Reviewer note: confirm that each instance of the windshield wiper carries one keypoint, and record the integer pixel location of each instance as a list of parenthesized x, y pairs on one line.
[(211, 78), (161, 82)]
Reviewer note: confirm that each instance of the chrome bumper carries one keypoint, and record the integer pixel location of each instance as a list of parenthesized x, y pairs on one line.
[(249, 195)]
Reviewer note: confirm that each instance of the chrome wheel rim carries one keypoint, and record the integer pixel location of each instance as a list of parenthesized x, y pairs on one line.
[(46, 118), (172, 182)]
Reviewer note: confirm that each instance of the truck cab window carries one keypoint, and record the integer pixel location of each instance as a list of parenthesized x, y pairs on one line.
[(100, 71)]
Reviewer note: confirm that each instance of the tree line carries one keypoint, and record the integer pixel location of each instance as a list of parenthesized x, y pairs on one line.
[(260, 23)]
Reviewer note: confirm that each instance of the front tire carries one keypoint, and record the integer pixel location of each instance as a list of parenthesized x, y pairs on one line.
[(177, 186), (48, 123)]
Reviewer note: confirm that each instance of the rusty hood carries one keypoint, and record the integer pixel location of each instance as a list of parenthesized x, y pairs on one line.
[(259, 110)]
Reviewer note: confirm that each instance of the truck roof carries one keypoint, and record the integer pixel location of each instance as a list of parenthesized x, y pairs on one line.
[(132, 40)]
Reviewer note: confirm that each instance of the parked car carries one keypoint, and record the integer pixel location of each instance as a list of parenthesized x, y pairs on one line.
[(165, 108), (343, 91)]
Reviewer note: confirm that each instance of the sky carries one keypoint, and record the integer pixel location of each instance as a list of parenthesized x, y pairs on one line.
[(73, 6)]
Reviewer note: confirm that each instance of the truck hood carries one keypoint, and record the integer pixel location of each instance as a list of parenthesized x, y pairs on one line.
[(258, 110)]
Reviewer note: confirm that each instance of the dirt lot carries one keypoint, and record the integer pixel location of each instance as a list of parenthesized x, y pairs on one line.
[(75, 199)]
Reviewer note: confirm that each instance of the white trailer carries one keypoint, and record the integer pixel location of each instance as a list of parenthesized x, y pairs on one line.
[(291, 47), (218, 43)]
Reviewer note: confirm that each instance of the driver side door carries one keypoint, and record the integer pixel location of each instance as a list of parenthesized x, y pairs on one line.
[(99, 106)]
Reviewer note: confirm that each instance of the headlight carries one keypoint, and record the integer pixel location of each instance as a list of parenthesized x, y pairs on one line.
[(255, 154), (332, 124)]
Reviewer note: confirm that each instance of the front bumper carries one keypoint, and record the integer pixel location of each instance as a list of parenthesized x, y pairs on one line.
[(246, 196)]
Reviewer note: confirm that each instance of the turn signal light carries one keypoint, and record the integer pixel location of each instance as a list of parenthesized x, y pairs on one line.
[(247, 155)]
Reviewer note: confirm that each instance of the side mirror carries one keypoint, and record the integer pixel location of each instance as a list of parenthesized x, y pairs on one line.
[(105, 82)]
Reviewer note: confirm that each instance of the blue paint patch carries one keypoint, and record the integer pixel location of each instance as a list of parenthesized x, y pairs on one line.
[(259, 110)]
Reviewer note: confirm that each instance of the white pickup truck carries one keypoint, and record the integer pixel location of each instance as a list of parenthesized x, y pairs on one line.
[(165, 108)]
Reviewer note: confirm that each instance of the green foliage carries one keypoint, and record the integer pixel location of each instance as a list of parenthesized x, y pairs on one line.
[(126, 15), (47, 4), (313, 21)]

—————

待办事项: 将以上全部条目逐行转换为编号列表，省略空行。

完整答案:
1. Reviewer note: confirm that each instance of the windshield wiper carries one keypoint, and record the integer pixel location of each instance as a list of parenthesized x, y pairs on one line.
2. [(211, 78), (161, 82)]
3. Reviewer note: confirm that each instance of the chrome bumper carries one keypoint, and record the integer pixel location of each instance as a list of parenthesized x, y pairs on one line.
4. [(249, 195)]
5. Reviewer note: confirm that each instance of the chrome wheel rim carries one keypoint, and record the integer pixel location of each instance as a list of parenthesized x, y pairs on one line.
6. [(46, 118), (172, 182)]
7. Reviewer note: confirm that each instance of the truck cab window carries one keypoint, and record the integer pixel location of each instance as a list of parenthesized x, y pairs on one line.
8. [(100, 71)]
9. Reviewer note: confirm that each instance of the tree line carries one keypoint, and record the integer pixel location of each instance as a list of parenthesized x, y pairs on one line.
10. [(260, 23)]
11. Reviewer note: confirm that each instance of the front tire carries one keypoint, and record the integer pixel location of each instance as a list of parenthesized x, y pairs on one line.
12. [(177, 186), (48, 123)]
13. Reviewer note: confirm that each instance of the rusty hood carries one keypoint, and record the integer pixel location of each instance as a list of parenthesized x, y pairs on one line.
14. [(259, 110)]
15. Reviewer note: confirm that each instance of the truck roof carries one keypoint, and record the integer pixel location of each instance as a list of parenthesized x, y pairs on one line.
16. [(132, 40)]
17. Reviewer note: confirm that each instance of the parked car carries one keypoint, and record the integer pixel location of each instance as a list of parenthesized x, y pairs on one line.
18. [(165, 108), (343, 91)]
19. Reviewer note: confirm that each instance of the sky carries one keypoint, and record the integer pixel location of each instance as a list of parenthesized x, y pairs on one line.
20. [(73, 6)]
21. Reviewer note: confirm that each instance of the truck hood carries one keypoint, and record the integer pixel location of each instance as a list of parenthesized x, y pairs on one line.
22. [(258, 110)]
23. Reviewer note: confirm that each instance of the dirt lot carries one keypoint, and record the integer pixel location of each instance as a list of parenthesized x, y pairs on one line.
24. [(75, 199)]
25. Reviewer note: confirm that each instance of the white trailer carries one keypoint, and record the integer pixel location of each instance as a list of parenthesized x, y pairs on one line.
26. [(291, 47), (218, 43)]
27. Reviewer note: confirm that each instance of the driver side door carries one keypoint, and record the integer pixel location of each instance as a list of parenthesized x, y pairs on one line.
28. [(99, 106)]
29. Reviewer note: confirm that each instance of the headlight carries one keypoint, and record the integer pixel location of each instance as a list of parenthesized x, y pairs on one line.
30. [(255, 154), (332, 124)]
31. Reviewer note: confirm that each instance of the front bumper carries one keypoint, and record the integer pixel location of each instance as a list of parenthesized x, y pairs on one line.
32. [(246, 196)]
33. Reviewer note: confirm that each instance of the turn signal light carries one keypoint, and record the integer pixel location of each instance as a list of parenthesized x, y pairs on one line.
34. [(247, 155)]
35. Reviewer note: confirm that each instance of the side mirror carries one keypoint, and record the integer pixel location of each instance as a list of parenthesized x, y pairs on one line.
36. [(105, 82)]
37. Reviewer note: confirm that each instance of the blue paint patch carries one keypoint, and record the integer pixel location of each instance as a list of parenthesized x, y pairs on one line.
38. [(259, 110)]
39. Reviewer note: confirm that each instance of the white pickup truck carries one keypoint, and record the integer pixel location of each instance as a list of parenthesized x, y pairs on one line.
40. [(165, 108)]
41. Reviewer note: confirm that each instance of the green foliage carries one keypoint, and record the integer pixel location of each instance as a list of parenthesized x, y pairs on one line.
42. [(126, 15), (47, 4), (313, 21)]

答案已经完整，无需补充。